Passage provided —
Based on the data at hand, a regression analysis relating percentage wins to team payroll shows a statistically significant positive relationship. The coefficient for payroll suggests that every \$30000 spent on payroll increases regular season wins by 1%. The result of the regression supports our hypothesis that the free agency market is partly responsible for the competitive imbalance in the regular season.


In [28]:
payroll_reg(playoffs, 'ps')


In our analysis of post-season wins, the result of the regression analysis is not as expected. The results suggest statistically insignificant relationship between percentage wins and payroll. It suggests that a short post-season is a random event in which team payroll has a negligible effect on wins.

The results of the regression analysis suggest that team payroll has a significant impact on team's success in the regular season due to free agency market. The ability to purchase talent in the open market and a 162 game season over six months diminishes the random elements leading to expected effects of team payroll on regular season winning percentage. While conventional wisdom leads us to think that teams have the ability to "buy" championships in baseball because there is no salary-cap, our analysis does not support this claim. We did not find a statistically significant relationship between post-season wins and team payroll.

Exploring regular season Wins

We saw in the previous section that amount spent on payroll has a correlation of 0.21 with regular season wins which is statistically significant. But payroll is not a strong predictor of regular season wins. Only 4% of the total variance in team wins is explained by payroll ($R^2=0.044$). Let us explore further to find better predictors of regular season wins.

The Teams.csv file has a number of team metrics along with team wins. Let us first explore the correlation between various metrics with the help of a clustermap.


In [29]:
# Create a correlation clustermap
def draw_clustermap(df, fmt=None):
    # Remove ordinal columns
    non_ordinal_cols = [col for col in df.columns if col not in ['yearID', 'Rank']]

    # Compute the correlation matrix
    corr = df[non_ordinal_cols].corr()

Job 1 — Identify every line of the records that contains the word "white", treating case as significant, and copy each such line.
The records are unrelated to the passage.

Dataset rows showing where objects appear:
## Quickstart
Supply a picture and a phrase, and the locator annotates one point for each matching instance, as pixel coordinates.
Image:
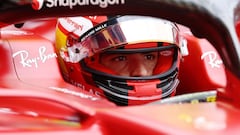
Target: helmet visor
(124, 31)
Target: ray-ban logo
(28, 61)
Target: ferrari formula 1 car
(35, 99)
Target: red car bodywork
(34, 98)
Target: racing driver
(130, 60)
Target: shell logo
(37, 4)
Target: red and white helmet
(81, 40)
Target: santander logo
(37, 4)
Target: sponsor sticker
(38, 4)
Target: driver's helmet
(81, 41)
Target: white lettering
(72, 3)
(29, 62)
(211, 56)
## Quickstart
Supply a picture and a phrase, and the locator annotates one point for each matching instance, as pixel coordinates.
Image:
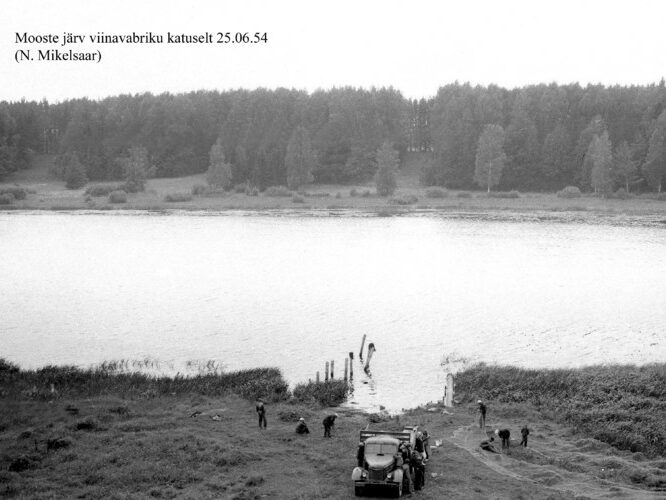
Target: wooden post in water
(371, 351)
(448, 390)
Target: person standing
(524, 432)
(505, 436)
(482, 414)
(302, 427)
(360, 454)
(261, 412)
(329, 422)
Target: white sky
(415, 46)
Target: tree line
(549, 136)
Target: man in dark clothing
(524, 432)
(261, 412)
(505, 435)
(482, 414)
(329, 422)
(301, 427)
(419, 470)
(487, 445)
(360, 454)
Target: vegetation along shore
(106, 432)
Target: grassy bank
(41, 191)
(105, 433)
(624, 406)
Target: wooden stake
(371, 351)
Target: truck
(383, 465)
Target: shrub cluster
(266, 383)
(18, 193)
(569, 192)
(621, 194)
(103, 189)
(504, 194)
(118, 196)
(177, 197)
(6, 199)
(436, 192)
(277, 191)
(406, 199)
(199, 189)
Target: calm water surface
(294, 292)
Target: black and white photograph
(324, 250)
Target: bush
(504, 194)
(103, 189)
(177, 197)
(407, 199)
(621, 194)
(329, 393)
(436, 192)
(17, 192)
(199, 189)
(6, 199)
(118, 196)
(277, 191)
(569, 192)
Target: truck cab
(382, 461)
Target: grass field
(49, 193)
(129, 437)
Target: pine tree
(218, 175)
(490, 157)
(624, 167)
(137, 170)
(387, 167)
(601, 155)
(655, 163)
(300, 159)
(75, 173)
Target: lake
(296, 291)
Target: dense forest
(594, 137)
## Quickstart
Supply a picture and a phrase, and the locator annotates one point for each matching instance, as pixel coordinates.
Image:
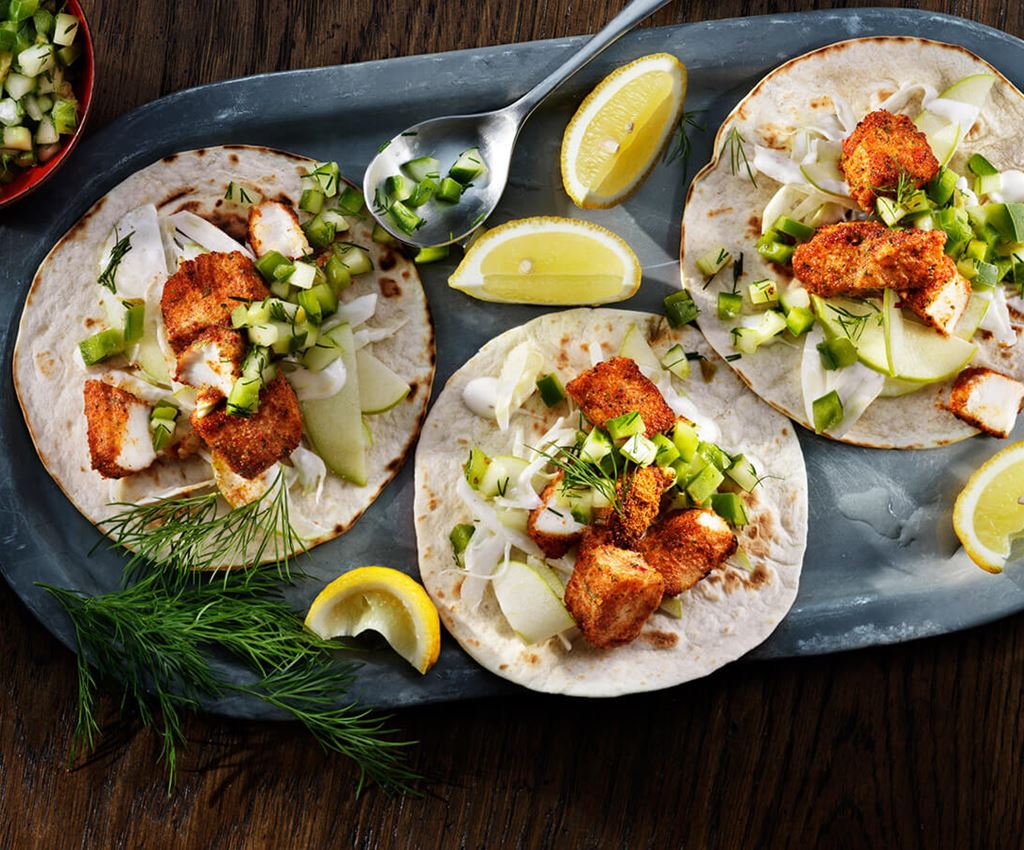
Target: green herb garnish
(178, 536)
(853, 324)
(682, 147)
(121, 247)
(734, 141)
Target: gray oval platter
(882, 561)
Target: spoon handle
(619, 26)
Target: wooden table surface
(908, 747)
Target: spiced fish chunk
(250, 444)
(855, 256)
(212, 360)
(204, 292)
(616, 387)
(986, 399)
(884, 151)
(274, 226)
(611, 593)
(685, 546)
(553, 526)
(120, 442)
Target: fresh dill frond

Job 2 — In the passage on baseball payroll, what share of the total variance in regular season wins is explained by payroll?

Final result 1 —
Target: red and white helmet
Target: white lettering
Target: white sky
Target: black and white photograph

Final result 2 — Only 4% ($R^2=0.044$).